> [Entries shown]:
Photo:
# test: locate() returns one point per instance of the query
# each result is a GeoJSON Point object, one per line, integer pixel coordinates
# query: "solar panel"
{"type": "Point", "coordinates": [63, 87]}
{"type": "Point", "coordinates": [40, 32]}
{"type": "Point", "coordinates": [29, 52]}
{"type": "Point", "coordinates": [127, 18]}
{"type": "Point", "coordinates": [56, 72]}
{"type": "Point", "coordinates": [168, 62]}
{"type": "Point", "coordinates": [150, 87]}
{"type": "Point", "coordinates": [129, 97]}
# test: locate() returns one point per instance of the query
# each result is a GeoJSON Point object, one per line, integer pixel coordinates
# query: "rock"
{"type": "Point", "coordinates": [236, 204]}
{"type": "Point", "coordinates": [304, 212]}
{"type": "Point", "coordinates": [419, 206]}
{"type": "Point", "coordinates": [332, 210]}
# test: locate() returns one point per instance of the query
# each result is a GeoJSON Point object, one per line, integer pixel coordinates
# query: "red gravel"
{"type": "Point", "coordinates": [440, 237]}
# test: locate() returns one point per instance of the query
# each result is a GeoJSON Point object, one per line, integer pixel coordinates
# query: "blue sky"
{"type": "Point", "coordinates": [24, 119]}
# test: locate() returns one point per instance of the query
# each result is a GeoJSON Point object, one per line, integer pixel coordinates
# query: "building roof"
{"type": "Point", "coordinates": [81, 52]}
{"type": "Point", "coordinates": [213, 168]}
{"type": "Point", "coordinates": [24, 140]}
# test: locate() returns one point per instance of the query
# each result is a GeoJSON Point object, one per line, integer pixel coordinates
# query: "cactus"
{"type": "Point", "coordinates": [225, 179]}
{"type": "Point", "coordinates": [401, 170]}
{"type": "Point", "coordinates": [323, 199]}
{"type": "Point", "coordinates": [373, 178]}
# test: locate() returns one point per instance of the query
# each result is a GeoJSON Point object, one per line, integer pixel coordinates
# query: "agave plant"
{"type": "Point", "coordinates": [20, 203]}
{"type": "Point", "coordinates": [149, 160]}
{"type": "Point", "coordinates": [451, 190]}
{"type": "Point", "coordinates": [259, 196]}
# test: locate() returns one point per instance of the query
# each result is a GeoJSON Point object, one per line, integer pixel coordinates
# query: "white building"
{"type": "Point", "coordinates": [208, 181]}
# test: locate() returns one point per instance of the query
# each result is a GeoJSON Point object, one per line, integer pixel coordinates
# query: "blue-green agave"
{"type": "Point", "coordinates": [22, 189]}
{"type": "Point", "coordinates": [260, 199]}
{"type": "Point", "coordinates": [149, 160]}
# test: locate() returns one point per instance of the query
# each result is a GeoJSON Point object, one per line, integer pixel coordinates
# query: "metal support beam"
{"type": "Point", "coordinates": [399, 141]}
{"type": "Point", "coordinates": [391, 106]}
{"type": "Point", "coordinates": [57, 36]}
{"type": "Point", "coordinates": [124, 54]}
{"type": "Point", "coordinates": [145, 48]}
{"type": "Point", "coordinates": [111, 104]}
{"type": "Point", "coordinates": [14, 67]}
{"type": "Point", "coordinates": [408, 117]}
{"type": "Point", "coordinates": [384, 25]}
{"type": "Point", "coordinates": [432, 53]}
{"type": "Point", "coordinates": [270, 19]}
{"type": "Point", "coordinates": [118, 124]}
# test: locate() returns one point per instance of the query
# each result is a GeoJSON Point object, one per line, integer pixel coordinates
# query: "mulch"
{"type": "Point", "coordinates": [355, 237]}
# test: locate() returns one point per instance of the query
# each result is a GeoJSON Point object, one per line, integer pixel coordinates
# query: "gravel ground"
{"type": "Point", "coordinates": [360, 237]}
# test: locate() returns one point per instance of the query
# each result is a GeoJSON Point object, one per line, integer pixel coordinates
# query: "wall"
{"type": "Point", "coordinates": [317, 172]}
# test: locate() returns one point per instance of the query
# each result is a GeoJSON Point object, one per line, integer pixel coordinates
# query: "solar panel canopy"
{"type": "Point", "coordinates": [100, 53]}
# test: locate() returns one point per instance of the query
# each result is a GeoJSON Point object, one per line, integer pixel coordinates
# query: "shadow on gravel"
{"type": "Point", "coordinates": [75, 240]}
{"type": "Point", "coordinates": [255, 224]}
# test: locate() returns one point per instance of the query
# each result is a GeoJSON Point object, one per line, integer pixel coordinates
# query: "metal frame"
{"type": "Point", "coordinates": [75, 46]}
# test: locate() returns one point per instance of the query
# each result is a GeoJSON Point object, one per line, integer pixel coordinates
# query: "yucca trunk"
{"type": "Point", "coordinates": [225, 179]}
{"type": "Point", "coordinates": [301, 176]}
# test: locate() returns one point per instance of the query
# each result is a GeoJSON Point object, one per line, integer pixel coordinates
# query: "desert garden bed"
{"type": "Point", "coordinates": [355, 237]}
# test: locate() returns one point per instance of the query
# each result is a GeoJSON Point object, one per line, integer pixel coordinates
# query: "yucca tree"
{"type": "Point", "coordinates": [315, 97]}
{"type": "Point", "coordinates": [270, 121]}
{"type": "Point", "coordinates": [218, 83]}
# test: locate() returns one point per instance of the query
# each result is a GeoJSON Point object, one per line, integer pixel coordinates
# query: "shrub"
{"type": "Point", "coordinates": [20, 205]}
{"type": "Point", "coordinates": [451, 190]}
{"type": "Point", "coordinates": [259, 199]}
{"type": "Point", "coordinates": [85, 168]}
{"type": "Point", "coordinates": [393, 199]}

> [The problem]:
Reproduce each record shown above without altering a single word.

> [Answer section]:
Photo:
# test: locate() returns one point per instance of the query
# each result is a GeoJSON Point object, one per line, integer pixel coordinates
# query: "solar panel"
{"type": "Point", "coordinates": [63, 87]}
{"type": "Point", "coordinates": [40, 32]}
{"type": "Point", "coordinates": [29, 52]}
{"type": "Point", "coordinates": [127, 18]}
{"type": "Point", "coordinates": [56, 72]}
{"type": "Point", "coordinates": [168, 62]}
{"type": "Point", "coordinates": [150, 87]}
{"type": "Point", "coordinates": [129, 97]}
# test: locate() returns one point per instance of the query
# each result is a GeoJSON Point object, one per line, integer pixel coordinates
# query: "rock"
{"type": "Point", "coordinates": [236, 204]}
{"type": "Point", "coordinates": [304, 212]}
{"type": "Point", "coordinates": [419, 206]}
{"type": "Point", "coordinates": [332, 210]}
# test: locate() returns one point per instance of the query
# each result is a GeoJSON Point object, one per line, integer pixel coordinates
# query: "red gravel"
{"type": "Point", "coordinates": [440, 237]}
# test: locate() returns one point per instance of the query
# each result is a GeoJSON Point object, one per line, integer pixel coordinates
# query: "blue sky"
{"type": "Point", "coordinates": [24, 119]}
# test: locate() returns one point per instance of the query
# each result is a GeoJSON Point object, one per line, integer pixel coordinates
# query: "building roof"
{"type": "Point", "coordinates": [81, 52]}
{"type": "Point", "coordinates": [213, 168]}
{"type": "Point", "coordinates": [24, 140]}
# test: locate() returns one point per instance of the query
# each result is a GeoJSON Point object, one per line, integer pixel coordinates
# query: "cactus"
{"type": "Point", "coordinates": [225, 179]}
{"type": "Point", "coordinates": [401, 170]}
{"type": "Point", "coordinates": [323, 199]}
{"type": "Point", "coordinates": [373, 178]}
# test: locate() returns one point per instance of the query
# each result is a GeoJSON Point object, one per line, integer pixel coordinates
# query: "agave plant"
{"type": "Point", "coordinates": [20, 203]}
{"type": "Point", "coordinates": [149, 160]}
{"type": "Point", "coordinates": [451, 190]}
{"type": "Point", "coordinates": [259, 196]}
# test: locate() returns one point per instance of the query
# each result is a GeoJSON Point object, one per line, integer pixel coordinates
# query: "white building"
{"type": "Point", "coordinates": [208, 181]}
# test: locate() returns one point per instance of the query
# each result is a GeoJSON Point object, one per line, integer pixel coordinates
# query: "blue-green agave"
{"type": "Point", "coordinates": [22, 189]}
{"type": "Point", "coordinates": [260, 199]}
{"type": "Point", "coordinates": [149, 160]}
# test: locate() returns one point per instance of the query
# each result is a GeoJSON Point object, one per line, integer pixel coordinates
# query: "metal support beam"
{"type": "Point", "coordinates": [399, 141]}
{"type": "Point", "coordinates": [391, 106]}
{"type": "Point", "coordinates": [57, 36]}
{"type": "Point", "coordinates": [124, 54]}
{"type": "Point", "coordinates": [145, 48]}
{"type": "Point", "coordinates": [111, 104]}
{"type": "Point", "coordinates": [14, 67]}
{"type": "Point", "coordinates": [408, 117]}
{"type": "Point", "coordinates": [384, 25]}
{"type": "Point", "coordinates": [432, 53]}
{"type": "Point", "coordinates": [270, 19]}
{"type": "Point", "coordinates": [118, 124]}
# test: locate() returns one point per instance of the query
# each result is a GeoJSON Point object, one per line, integer pixel coordinates
# query: "mulch"
{"type": "Point", "coordinates": [355, 237]}
# test: locate() returns one point per instance of the query
# each result is a GeoJSON Point object, one per line, integer pixel coordinates
# query: "gravel ground"
{"type": "Point", "coordinates": [360, 237]}
# test: locate() returns one point per instance of the query
# each result is a GeoJSON Point object, one per line, integer pixel coordinates
# query: "wall"
{"type": "Point", "coordinates": [317, 172]}
# test: locate() returns one point per instance of the query
# each result is a GeoJSON Point object, one per line, integer pixel coordinates
# query: "solar panel canopy"
{"type": "Point", "coordinates": [100, 53]}
# test: locate() returns one point per instance of the query
# each result is a GeoJSON Point object, one per line, integer pixel coordinates
# query: "shadow on gravel"
{"type": "Point", "coordinates": [75, 240]}
{"type": "Point", "coordinates": [255, 224]}
# test: locate() returns one point per instance of the query
# each result is a GeoJSON Point object, one per line, integer pixel coordinates
# query: "metal frame"
{"type": "Point", "coordinates": [75, 46]}
# test: locate() returns one point per instance of the query
# each result is a GeoJSON Point object, one per line, integer pixel coordinates
# query: "yucca trunk"
{"type": "Point", "coordinates": [225, 179]}
{"type": "Point", "coordinates": [301, 176]}
# test: locate() returns one point per instance of the query
# each result is a GeoJSON Point object, one per line, integer pixel coordinates
# query: "desert garden bed"
{"type": "Point", "coordinates": [355, 237]}
# test: locate() returns one point per instance of the query
# each result is a GeoJSON Point object, one per line, integer pixel coordinates
# query: "yucca tree"
{"type": "Point", "coordinates": [315, 97]}
{"type": "Point", "coordinates": [270, 121]}
{"type": "Point", "coordinates": [218, 83]}
# test: locate() returns one point per instance of the query
# each result is a GeoJSON Point object, one per line, integer pixel coordinates
# query: "shrub"
{"type": "Point", "coordinates": [20, 205]}
{"type": "Point", "coordinates": [451, 190]}
{"type": "Point", "coordinates": [259, 199]}
{"type": "Point", "coordinates": [85, 168]}
{"type": "Point", "coordinates": [393, 199]}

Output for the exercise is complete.